(Aim of the task): Can you return the portion of the CCE GPU Manager page between "GPU sharing: Provides" and "cannot be selected.", inclusive, copied word for word?

(Excerpt):
**********

CCE GPU Manager Description

Updated at：2025-10-27

Component introduction

A bundle of GPU device plugins, paired with a compatible scheduler, delivers GPU resource scheduling capabilities in complex scenarios. The CCE GPU Manager component supports isolation-optimized mode, facilitating shared use and isolation of computing power and memory.

Component function

Topology allocation: Enables a GPU topology allocation function. When more than one GPU card is assigned to a Pod, the system automatically chooses the fastest topology connection mode to allocate GPU devices.
GPU sharing: Provides the option to enable memory sharing for GPU devices on a node and supports allocating GPU cards to multiple Pods based on memory size.
Memory and computing power isolation: Ensures isolation of memory and computing power when multiple Pods share a single GPU card.
Fine-grained scheduling: When enabled, you can select specific GPU models during the creation of queues and tasks. When disabled, only quota input is allowed while creating queues and containers, and specific GPU models cannot be selected.
Encoding/decoding instances: Submit encoding/decoding tasks using the independent encoding/decoding units of GPUs for hardware-based encoding/decoding.
For detailed component usage instructions, please refer to: GPU Exclusive and Shared Instructions

Application scenarios

Running GPU applications in CCE clusters addresses the issue of resource waste caused by exclusively using entire GPU cards in scenarios like AI training, thereby improving resource utilization and reducing costs.

Limitations

Only supports Kubernetes clusters of version v1.18 and above.
Currently, this component depends on the CCE AI Job Scheduler. If required, please install both components together; otherwise, the functions of this component may be unavailable.
GPU-shared virtualization supports the following mainstream GPU CUDA and Driver versions. The isolation-optimized mode imposes additional requirements on OS kernel versions and others. For adaptation to other versions, please submit a request. The current support details are as follows.

**********

(Extracted data entries):
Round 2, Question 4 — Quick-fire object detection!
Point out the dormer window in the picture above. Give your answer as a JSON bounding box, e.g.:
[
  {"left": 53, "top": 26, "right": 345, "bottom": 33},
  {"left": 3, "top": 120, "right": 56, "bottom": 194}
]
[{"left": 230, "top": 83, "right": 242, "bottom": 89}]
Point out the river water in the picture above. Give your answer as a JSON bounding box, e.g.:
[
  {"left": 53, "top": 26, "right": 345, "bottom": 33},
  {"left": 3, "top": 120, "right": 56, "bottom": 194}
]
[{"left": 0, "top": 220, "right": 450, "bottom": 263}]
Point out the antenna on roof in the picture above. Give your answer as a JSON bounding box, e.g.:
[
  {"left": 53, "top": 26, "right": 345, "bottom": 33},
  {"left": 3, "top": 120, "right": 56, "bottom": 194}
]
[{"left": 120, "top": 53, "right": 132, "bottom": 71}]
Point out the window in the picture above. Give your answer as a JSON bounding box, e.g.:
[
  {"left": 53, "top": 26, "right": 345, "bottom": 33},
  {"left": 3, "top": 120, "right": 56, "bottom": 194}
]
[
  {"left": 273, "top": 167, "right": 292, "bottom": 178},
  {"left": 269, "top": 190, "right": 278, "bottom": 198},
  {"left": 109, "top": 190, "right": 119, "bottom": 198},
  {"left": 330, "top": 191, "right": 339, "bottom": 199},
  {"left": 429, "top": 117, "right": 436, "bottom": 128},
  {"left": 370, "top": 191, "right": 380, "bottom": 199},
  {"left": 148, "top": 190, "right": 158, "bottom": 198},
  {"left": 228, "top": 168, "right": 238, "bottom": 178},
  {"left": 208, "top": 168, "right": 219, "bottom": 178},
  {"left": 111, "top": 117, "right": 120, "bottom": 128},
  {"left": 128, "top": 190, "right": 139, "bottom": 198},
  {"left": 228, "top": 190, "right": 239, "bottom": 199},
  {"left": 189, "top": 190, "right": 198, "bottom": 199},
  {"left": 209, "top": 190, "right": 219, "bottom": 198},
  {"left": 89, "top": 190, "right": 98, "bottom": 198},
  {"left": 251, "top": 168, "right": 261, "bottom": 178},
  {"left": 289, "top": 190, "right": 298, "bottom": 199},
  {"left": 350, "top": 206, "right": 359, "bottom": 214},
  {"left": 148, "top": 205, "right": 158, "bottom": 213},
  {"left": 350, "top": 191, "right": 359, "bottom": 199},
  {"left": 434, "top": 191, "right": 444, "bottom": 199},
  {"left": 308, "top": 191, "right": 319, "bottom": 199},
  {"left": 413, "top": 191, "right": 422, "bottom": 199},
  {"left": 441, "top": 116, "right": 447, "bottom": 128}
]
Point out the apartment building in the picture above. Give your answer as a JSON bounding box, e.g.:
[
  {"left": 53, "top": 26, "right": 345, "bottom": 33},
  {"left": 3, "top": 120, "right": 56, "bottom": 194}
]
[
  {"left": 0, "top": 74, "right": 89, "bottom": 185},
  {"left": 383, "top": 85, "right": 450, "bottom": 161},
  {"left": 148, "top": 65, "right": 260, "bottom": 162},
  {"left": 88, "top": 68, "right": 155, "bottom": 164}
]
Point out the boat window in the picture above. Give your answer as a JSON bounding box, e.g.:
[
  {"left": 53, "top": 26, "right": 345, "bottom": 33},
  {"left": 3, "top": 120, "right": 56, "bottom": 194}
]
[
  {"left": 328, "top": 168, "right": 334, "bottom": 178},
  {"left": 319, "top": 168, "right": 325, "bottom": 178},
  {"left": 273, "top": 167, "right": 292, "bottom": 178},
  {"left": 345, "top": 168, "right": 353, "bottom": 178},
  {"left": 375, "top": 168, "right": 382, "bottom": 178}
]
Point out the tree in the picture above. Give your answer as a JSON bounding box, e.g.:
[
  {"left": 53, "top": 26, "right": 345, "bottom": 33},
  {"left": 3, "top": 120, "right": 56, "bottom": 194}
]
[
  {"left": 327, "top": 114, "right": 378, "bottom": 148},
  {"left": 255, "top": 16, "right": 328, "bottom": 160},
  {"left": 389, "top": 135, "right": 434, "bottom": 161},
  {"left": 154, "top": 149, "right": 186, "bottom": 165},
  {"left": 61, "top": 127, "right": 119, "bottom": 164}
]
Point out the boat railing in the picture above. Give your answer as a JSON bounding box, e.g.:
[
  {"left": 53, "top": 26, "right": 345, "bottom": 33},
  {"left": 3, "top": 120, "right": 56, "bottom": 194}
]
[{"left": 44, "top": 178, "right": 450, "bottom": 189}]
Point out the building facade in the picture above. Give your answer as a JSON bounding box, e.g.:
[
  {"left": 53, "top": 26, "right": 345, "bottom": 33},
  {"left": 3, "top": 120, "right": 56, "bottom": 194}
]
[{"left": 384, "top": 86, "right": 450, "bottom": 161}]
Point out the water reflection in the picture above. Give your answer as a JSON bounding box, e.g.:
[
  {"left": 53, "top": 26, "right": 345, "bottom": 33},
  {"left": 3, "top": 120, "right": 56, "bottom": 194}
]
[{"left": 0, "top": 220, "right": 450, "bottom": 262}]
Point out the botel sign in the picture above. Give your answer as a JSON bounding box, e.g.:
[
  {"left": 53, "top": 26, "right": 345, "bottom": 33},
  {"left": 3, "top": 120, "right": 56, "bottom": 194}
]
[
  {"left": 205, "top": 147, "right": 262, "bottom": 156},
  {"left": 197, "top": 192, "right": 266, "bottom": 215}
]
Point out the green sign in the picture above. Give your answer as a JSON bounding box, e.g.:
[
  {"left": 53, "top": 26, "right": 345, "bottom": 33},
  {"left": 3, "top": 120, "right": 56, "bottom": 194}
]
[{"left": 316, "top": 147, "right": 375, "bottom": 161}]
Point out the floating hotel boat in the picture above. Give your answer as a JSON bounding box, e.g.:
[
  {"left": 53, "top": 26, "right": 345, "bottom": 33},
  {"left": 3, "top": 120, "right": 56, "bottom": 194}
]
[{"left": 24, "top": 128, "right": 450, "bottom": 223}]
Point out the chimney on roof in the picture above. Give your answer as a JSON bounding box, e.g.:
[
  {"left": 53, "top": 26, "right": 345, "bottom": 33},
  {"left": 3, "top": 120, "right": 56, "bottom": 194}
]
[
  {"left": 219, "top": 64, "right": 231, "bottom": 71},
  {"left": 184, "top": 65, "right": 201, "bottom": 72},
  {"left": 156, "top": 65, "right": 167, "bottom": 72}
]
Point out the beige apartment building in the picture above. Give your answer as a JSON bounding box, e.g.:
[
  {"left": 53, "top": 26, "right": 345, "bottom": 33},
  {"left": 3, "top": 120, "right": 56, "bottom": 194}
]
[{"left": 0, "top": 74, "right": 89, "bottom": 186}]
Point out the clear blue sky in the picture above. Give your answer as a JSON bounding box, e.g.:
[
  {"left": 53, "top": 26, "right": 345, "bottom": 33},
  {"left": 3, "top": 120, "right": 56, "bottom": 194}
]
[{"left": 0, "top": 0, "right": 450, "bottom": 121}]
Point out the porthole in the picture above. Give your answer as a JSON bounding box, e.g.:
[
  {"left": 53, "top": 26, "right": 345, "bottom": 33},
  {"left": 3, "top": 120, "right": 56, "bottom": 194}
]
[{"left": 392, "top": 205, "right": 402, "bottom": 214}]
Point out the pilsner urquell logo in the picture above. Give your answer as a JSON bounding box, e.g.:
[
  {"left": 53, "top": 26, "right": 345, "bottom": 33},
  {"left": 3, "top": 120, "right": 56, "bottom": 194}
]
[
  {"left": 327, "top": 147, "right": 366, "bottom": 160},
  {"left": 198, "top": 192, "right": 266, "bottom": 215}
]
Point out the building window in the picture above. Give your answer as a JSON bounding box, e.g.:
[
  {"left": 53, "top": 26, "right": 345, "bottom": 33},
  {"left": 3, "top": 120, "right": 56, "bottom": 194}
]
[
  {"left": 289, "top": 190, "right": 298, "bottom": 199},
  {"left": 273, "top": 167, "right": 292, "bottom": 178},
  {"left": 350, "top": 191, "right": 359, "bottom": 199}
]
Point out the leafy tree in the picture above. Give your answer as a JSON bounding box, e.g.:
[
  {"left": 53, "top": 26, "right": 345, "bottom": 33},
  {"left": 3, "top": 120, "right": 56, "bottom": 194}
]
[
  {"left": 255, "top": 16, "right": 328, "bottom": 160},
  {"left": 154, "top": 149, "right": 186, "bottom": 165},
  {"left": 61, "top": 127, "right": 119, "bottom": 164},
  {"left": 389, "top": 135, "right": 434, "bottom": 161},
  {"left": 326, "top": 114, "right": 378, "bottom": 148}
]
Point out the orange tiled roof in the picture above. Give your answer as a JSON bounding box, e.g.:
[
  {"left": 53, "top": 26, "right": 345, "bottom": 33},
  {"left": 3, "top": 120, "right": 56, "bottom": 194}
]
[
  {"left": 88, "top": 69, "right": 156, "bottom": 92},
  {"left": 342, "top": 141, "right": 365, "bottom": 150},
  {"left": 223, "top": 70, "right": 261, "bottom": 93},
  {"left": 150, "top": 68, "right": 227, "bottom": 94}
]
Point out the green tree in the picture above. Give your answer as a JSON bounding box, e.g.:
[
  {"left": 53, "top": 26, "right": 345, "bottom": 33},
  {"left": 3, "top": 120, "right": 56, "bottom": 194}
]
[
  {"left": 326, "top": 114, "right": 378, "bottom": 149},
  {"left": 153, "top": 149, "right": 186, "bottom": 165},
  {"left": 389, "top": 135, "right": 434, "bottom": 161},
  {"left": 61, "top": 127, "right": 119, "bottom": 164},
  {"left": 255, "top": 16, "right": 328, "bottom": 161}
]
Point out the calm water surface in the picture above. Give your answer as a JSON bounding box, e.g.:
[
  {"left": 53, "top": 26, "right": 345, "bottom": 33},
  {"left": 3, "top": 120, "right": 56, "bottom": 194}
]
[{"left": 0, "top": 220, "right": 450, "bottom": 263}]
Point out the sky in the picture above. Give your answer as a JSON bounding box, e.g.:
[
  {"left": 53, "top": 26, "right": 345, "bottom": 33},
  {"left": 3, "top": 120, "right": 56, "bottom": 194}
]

**********

(Answer below):
GPU sharing: Provides the option to enable memory sharing for GPU devices on a node and supports allocating GPU cards to multiple Pods based on memory size.
Memory and computing power isolation: Ensures isolation of memory and computing power when multiple Pods share a single GPU card.
Fine-grained scheduling: When enabled, you can select specific GPU models during the creation of queues and tasks. When disabled, only quota input is allowed while creating queues and containers, and specific GPU models cannot be selected.